Saved entries:

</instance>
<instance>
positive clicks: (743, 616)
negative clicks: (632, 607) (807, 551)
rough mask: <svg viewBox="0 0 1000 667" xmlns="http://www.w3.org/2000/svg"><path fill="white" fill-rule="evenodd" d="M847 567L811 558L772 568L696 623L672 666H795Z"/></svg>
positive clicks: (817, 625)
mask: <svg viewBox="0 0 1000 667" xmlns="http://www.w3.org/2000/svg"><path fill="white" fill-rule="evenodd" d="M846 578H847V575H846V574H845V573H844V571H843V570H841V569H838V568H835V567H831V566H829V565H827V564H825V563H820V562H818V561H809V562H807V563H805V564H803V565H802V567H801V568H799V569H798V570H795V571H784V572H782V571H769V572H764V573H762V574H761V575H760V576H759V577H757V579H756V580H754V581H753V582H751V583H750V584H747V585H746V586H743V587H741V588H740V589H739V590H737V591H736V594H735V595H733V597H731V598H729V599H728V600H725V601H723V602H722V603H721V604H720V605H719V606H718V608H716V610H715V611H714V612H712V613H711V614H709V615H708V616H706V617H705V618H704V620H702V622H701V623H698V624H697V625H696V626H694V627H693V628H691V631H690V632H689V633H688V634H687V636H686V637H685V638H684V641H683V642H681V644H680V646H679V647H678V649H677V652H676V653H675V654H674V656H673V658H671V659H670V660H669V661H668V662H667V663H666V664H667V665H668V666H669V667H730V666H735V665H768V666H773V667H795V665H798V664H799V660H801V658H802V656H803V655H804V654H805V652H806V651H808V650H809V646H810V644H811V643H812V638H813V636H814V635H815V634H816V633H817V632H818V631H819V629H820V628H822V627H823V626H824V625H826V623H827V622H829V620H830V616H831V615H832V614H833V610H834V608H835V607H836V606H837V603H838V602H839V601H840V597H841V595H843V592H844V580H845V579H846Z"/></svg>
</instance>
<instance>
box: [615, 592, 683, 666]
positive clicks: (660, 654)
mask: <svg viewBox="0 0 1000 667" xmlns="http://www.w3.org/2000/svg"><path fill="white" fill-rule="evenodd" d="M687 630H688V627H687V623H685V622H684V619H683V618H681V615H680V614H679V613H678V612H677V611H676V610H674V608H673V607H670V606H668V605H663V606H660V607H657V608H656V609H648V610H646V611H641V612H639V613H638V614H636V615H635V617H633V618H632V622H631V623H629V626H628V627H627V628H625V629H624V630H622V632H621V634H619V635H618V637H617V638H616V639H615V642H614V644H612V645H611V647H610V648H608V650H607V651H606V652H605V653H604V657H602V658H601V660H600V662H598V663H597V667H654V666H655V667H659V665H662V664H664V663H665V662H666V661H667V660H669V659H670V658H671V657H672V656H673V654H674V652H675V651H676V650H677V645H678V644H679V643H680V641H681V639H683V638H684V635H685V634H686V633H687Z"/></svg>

◆ Exercise prompt
For every record above, print an exact copy.

◆ Exercise response
</instance>
<instance>
positive clicks: (743, 616)
negative clicks: (632, 607) (807, 551)
rough mask: <svg viewBox="0 0 1000 667" xmlns="http://www.w3.org/2000/svg"><path fill="white" fill-rule="evenodd" d="M847 567L811 558L772 568L696 623L672 666H795Z"/></svg>
positive clicks: (817, 625)
mask: <svg viewBox="0 0 1000 667" xmlns="http://www.w3.org/2000/svg"><path fill="white" fill-rule="evenodd" d="M846 578H847V575H846V574H845V573H844V571H843V570H841V569H838V568H835V567H831V566H829V565H827V564H825V563H820V562H818V561H809V562H807V563H805V564H803V565H802V567H801V568H799V569H798V570H795V571H784V572H782V571H769V572H764V573H762V574H761V575H760V576H759V577H757V579H756V580H754V581H753V582H751V583H750V584H747V585H746V586H743V587H741V588H740V589H739V590H737V591H736V594H735V595H733V597H731V598H729V599H728V600H725V601H723V602H722V603H721V604H720V605H719V606H718V608H716V610H715V611H714V612H712V613H711V614H709V615H708V616H706V617H705V618H704V620H702V622H701V623H698V624H697V625H696V626H694V627H693V628H691V631H690V632H689V633H688V634H687V636H686V637H685V638H684V641H683V642H681V644H680V646H679V647H678V649H677V652H676V653H675V654H674V656H673V658H671V659H670V660H669V661H668V662H667V663H666V664H667V665H668V666H669V667H730V666H735V665H768V666H773V667H795V665H798V664H799V660H801V658H802V656H803V655H804V654H805V652H806V651H808V650H809V646H810V644H811V643H812V638H813V636H814V635H815V634H816V633H817V632H818V631H819V629H820V628H822V627H823V626H824V625H826V623H827V622H829V620H830V616H831V615H832V614H833V610H834V608H835V607H836V606H837V603H838V602H839V601H840V597H841V595H843V592H844V580H845V579H846Z"/></svg>
</instance>
<instance>
box: [615, 592, 683, 666]
positive clicks: (660, 654)
mask: <svg viewBox="0 0 1000 667" xmlns="http://www.w3.org/2000/svg"><path fill="white" fill-rule="evenodd" d="M687 630H688V627H687V623H685V622H684V619H683V618H681V615H680V614H679V613H678V612H677V611H676V610H674V608H673V607H670V606H668V605H663V606H660V607H657V608H656V609H648V610H646V611H641V612H639V613H638V614H636V615H635V617H633V618H632V622H631V623H629V626H628V627H627V628H625V629H624V630H622V632H621V634H619V635H618V637H617V638H616V639H615V642H614V644H612V645H611V647H610V648H608V650H607V651H606V652H605V653H604V657H602V658H601V660H600V662H598V663H597V667H654V666H655V667H659V665H662V664H664V663H665V662H666V661H667V660H669V659H670V658H671V657H672V656H673V654H674V652H675V651H676V650H677V645H678V644H679V643H680V641H681V639H683V638H684V635H685V634H686V633H687Z"/></svg>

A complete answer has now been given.